● EXERCISE INSTRUCTIONS
Please quote only the lines that start at the one with "[point] every instance of the car door" and go on to the last line of the data, both ends kept.

··· DATA SHOWN ···

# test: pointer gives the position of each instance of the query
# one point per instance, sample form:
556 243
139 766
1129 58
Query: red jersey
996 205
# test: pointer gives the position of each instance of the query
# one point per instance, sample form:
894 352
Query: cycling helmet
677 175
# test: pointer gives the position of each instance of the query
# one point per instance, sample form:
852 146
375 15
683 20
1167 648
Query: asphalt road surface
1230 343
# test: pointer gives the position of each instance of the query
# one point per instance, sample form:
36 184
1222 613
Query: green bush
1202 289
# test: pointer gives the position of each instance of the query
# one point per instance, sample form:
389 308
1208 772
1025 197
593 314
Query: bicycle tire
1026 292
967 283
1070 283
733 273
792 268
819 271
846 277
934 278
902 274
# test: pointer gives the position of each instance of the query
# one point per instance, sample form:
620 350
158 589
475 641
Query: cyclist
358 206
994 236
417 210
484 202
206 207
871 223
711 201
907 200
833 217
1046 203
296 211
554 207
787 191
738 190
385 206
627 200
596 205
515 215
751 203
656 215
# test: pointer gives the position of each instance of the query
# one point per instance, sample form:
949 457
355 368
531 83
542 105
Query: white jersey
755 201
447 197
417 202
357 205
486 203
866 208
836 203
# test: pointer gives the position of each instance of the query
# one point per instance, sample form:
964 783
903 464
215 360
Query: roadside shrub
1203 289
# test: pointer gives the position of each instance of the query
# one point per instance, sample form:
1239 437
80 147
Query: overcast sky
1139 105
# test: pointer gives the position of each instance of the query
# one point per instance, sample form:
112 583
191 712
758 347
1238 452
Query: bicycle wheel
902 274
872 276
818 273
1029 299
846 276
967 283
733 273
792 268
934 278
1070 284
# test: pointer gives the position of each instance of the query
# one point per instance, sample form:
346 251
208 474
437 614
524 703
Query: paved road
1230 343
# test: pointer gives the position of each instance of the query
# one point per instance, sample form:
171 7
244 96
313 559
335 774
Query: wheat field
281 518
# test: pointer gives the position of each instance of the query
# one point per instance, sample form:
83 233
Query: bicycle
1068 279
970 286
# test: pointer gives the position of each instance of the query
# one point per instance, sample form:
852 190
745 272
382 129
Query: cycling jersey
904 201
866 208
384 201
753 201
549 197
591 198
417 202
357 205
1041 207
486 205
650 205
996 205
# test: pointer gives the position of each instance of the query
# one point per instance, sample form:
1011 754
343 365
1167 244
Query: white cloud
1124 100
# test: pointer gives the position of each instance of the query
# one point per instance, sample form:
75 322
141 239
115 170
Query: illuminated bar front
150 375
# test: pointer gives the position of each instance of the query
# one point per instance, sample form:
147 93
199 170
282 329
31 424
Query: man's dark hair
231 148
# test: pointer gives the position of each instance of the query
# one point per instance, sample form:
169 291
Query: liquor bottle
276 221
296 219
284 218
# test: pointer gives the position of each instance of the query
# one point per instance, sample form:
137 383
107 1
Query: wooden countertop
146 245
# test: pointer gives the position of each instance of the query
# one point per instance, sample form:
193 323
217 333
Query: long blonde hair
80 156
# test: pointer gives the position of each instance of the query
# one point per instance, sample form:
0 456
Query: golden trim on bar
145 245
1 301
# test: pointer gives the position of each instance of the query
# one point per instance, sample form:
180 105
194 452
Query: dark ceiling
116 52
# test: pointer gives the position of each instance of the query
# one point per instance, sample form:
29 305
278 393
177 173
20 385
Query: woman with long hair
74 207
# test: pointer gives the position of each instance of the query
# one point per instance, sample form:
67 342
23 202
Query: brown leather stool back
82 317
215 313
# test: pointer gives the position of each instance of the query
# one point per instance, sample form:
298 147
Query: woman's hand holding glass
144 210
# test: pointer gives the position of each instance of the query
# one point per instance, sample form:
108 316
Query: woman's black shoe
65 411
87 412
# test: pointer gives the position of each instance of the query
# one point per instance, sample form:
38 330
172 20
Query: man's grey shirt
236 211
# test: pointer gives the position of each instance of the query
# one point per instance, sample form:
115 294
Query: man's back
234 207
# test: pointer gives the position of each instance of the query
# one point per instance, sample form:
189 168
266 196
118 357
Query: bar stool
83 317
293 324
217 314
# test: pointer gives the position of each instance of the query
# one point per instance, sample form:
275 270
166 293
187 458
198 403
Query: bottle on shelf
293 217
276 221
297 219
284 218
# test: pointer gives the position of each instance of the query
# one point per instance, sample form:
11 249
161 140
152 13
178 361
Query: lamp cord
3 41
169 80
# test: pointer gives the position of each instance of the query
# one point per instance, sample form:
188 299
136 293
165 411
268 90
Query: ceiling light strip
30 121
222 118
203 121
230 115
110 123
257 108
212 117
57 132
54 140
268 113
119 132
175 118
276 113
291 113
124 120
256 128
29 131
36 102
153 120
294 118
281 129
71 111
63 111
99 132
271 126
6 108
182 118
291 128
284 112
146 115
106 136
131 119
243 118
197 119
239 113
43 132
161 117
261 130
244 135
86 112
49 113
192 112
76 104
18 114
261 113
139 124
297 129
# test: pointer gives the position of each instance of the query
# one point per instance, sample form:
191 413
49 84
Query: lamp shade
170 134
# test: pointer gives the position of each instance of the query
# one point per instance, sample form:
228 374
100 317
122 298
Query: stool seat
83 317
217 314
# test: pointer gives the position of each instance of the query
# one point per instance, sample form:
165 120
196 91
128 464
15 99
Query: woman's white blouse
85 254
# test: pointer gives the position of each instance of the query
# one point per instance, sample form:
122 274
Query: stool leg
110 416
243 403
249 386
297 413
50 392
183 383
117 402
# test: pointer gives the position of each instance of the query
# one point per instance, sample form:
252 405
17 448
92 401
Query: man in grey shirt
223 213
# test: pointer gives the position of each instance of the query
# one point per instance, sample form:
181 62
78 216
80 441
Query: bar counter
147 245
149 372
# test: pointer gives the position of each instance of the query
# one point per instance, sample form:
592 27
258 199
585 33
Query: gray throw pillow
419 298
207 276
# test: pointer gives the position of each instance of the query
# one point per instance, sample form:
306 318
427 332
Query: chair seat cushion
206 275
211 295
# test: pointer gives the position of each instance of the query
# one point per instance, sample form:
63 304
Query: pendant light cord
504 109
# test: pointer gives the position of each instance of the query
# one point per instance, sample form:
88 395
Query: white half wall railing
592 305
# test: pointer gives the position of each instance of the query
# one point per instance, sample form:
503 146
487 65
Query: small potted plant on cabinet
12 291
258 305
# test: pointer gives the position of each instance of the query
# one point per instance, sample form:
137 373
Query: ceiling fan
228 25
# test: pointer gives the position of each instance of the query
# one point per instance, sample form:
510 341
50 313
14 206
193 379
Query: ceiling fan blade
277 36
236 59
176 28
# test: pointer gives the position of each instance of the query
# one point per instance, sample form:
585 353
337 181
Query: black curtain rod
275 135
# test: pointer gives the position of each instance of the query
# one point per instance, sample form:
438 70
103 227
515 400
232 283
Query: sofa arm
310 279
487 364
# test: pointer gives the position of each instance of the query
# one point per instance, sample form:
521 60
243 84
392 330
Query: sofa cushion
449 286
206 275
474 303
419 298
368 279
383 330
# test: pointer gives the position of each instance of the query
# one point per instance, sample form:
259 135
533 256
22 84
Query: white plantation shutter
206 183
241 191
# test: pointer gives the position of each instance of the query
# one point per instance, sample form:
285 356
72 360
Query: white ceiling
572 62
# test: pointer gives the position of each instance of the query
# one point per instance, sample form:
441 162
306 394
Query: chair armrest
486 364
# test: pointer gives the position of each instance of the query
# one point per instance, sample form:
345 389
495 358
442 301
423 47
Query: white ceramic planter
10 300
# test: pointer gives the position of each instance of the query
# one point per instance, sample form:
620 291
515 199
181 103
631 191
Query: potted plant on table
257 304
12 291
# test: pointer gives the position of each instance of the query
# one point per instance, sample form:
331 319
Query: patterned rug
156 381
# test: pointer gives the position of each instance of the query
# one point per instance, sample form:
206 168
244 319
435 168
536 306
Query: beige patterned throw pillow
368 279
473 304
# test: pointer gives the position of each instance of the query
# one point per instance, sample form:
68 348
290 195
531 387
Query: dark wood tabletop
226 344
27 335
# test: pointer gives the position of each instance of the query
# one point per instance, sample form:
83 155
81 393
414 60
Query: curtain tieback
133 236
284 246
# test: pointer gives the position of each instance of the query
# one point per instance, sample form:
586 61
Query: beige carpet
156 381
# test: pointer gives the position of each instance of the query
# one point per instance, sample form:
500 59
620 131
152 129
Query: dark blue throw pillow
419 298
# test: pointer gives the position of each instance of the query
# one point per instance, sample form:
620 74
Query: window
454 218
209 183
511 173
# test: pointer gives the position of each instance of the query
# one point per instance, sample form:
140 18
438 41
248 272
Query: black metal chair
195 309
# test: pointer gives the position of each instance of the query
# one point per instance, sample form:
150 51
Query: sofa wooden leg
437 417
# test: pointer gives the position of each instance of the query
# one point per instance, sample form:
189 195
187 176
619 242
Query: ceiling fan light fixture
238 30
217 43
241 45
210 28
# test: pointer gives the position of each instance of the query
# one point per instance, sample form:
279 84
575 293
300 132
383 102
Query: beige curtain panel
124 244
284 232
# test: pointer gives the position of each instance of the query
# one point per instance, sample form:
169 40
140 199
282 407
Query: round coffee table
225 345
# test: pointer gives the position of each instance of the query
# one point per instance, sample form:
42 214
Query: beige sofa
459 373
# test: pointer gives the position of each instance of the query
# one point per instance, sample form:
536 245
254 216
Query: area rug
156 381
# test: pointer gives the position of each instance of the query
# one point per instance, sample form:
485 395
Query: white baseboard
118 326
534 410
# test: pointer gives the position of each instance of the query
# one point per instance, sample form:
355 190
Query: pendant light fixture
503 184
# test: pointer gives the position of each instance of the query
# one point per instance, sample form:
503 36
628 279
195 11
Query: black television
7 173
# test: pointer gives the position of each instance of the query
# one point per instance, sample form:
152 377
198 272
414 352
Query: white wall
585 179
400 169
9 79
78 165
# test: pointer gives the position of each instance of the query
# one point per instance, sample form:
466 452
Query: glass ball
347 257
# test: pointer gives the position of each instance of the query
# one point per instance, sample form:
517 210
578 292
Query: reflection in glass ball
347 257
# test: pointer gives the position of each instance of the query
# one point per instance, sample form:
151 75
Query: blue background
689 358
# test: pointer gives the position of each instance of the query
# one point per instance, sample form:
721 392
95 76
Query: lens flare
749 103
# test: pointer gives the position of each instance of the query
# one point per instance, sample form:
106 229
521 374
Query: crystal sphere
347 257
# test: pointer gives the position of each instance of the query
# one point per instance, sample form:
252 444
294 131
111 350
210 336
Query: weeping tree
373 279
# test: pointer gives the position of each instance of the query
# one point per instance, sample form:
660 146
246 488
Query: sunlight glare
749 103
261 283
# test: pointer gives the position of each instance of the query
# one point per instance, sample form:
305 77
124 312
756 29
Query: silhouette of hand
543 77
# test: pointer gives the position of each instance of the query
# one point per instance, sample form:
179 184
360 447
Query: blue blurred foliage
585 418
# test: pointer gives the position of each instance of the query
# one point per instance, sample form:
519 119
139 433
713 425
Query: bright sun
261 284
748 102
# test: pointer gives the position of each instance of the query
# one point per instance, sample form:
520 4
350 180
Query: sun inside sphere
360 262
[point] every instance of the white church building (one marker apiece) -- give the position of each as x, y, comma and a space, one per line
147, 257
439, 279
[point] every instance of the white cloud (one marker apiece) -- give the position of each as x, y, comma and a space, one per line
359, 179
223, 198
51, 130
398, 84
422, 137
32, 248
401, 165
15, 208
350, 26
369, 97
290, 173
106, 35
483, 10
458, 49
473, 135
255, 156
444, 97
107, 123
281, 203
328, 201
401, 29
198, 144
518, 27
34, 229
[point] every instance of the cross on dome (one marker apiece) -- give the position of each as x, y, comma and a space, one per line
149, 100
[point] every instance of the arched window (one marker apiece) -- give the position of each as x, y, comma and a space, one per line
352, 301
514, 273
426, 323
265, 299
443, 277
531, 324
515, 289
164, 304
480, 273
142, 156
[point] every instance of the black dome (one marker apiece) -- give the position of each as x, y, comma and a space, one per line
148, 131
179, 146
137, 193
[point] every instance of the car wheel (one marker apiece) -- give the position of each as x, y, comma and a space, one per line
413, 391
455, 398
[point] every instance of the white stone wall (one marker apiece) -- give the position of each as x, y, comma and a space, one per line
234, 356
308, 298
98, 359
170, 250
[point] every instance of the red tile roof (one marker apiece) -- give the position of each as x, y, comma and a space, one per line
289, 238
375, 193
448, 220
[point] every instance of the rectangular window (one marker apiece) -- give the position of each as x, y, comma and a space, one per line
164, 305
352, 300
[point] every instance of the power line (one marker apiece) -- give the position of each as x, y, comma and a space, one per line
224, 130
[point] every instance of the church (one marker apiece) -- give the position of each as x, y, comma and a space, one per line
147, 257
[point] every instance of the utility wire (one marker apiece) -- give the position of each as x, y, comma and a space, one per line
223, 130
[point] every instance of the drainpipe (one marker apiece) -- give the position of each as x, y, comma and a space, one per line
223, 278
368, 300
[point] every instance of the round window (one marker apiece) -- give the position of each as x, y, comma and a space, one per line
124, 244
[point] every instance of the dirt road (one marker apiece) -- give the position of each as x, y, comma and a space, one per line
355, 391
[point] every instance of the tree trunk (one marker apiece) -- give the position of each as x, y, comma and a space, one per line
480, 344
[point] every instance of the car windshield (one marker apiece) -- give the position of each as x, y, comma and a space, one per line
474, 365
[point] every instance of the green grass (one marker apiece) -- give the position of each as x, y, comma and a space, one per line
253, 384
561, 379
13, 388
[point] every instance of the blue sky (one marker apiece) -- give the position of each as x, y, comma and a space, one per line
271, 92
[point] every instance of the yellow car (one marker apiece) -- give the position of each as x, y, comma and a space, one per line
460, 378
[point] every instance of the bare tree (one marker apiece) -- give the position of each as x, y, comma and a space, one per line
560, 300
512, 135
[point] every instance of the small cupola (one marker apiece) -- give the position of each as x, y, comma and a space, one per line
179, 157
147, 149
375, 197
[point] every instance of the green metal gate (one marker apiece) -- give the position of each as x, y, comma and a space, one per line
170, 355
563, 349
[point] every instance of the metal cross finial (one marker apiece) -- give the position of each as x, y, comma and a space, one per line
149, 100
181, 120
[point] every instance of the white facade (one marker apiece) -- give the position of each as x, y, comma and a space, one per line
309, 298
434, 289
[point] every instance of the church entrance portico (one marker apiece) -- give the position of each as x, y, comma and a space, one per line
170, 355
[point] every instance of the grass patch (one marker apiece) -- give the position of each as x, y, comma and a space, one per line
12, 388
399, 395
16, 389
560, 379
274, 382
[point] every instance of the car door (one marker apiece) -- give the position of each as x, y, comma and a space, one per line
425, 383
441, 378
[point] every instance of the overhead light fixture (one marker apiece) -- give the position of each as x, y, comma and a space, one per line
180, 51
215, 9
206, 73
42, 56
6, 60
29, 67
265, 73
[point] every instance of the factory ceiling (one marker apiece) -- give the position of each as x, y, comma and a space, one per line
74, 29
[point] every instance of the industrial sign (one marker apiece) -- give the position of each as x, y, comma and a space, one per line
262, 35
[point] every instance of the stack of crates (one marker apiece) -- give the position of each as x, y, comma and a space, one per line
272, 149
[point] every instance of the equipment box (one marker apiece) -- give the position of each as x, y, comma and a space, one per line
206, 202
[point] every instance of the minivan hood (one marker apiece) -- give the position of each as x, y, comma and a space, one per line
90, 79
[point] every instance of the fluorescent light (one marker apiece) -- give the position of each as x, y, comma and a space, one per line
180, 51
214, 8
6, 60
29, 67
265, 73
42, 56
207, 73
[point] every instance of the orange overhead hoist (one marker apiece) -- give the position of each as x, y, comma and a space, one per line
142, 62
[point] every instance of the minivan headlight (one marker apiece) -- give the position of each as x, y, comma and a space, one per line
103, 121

···

● ANSWER TO THE EXERCISE
[point] every instance of the car door (one marker apiece) -- give the position of each as x, y, comma and a space, one per line
425, 383
441, 378
[point] every instance of the overhead light fixture (one marker apiece) -- give the position of each as x, y, comma and a space, one per line
180, 51
215, 9
206, 73
42, 56
6, 60
29, 67
265, 73
[point] every instance of the factory ceiling (one marker apiece) -- give the position of each as x, y, comma and a space, one per line
74, 29
[point] every instance of the industrial sign (one marker apiece) -- give the position of each as x, y, comma and a space, one per line
262, 35
[point] every instance of the stack of crates (one marker apiece) -- give the position of each as x, y, comma and a space, one per line
272, 149
[point] every instance of the equipment box (one marker apiece) -- give the position of each as x, y, comma and a space, one per line
206, 202
[point] every instance of the minivan hood (one marker apiece) -- give the position of each as x, y, comma and a space, one per line
90, 79
[point] every instance of the fluorescent light (one marker apiece) -- give the position of each as x, y, comma and a space, one per line
180, 51
214, 8
6, 60
29, 67
265, 73
42, 56
207, 73
[point] every instance of the orange overhead hoist (one marker apiece) -- give the position of each as x, y, comma and a space, one per line
142, 62
[point] every instance of the minivan headlight (one marker apiece) -- give the position of each as x, y, comma and a space, one per line
103, 121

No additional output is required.